**Problem requirements**
Copy out the lines of the material below, from the line with "Study the photograph above. For every instance of the turquoise" through the line with "(1131, 718)", both included, with no changes.

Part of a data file
________
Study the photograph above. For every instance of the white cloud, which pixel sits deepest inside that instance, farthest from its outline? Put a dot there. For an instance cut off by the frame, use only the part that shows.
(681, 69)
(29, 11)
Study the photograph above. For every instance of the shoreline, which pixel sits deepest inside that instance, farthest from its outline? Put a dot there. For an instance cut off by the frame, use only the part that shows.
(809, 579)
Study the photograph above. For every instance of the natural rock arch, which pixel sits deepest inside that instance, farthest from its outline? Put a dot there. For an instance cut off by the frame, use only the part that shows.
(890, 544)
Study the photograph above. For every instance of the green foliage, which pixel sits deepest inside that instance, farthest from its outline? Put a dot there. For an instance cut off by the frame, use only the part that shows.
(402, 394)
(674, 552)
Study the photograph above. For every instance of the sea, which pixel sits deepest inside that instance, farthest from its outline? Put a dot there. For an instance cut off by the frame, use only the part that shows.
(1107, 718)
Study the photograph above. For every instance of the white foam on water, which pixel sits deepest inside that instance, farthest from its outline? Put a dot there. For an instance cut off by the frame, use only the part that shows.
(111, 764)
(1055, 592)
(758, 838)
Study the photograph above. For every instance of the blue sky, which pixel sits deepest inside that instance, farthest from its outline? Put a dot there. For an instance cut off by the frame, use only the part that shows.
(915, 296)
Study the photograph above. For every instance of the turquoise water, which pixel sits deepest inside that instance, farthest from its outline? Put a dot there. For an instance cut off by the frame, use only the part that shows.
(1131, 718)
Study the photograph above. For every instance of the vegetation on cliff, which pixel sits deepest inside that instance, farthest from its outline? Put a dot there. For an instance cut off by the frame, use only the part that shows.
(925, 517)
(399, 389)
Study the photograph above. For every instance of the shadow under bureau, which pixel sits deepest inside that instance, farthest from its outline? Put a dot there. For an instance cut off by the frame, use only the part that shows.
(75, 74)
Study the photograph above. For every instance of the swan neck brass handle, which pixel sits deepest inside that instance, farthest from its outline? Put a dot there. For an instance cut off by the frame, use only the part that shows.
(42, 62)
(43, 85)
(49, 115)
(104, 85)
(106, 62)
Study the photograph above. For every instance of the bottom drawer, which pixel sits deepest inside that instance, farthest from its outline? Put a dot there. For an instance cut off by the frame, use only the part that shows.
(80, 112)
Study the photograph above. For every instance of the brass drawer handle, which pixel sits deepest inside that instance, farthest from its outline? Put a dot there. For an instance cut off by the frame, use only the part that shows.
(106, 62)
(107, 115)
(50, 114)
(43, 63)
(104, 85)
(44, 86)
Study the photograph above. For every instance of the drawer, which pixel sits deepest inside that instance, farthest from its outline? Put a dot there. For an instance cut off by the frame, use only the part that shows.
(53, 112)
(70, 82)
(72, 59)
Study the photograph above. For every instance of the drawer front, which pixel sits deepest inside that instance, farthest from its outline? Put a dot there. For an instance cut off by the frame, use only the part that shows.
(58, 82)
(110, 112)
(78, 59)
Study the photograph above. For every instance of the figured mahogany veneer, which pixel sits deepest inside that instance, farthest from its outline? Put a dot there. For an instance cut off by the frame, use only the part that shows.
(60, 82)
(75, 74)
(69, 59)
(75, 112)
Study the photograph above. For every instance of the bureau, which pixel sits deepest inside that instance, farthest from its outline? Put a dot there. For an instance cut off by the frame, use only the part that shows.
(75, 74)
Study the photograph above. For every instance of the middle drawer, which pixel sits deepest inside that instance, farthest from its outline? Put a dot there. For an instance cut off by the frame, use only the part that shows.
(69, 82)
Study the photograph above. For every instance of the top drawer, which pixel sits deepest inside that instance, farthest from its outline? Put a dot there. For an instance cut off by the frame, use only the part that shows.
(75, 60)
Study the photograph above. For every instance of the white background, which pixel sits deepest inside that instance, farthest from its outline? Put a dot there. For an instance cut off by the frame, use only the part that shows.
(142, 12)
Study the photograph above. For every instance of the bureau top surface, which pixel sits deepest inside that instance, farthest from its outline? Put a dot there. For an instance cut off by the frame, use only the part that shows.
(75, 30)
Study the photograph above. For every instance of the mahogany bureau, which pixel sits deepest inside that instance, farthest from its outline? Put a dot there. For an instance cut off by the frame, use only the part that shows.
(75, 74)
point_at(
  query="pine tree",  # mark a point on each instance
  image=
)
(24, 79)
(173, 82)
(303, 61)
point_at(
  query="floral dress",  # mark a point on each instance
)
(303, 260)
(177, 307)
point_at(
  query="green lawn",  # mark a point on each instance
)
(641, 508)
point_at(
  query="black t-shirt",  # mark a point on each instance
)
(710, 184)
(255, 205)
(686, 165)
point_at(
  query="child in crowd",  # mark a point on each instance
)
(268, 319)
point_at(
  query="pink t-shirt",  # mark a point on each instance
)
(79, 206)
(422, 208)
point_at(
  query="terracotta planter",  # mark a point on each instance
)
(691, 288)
________
**Final result**
Study the photograph above. For every instance of the turquoise water, which pixel sits deepest inside that instance, farthest from its outline? Put a dot there. For an instance cut off by the frame, use only the part that shows.
(1131, 718)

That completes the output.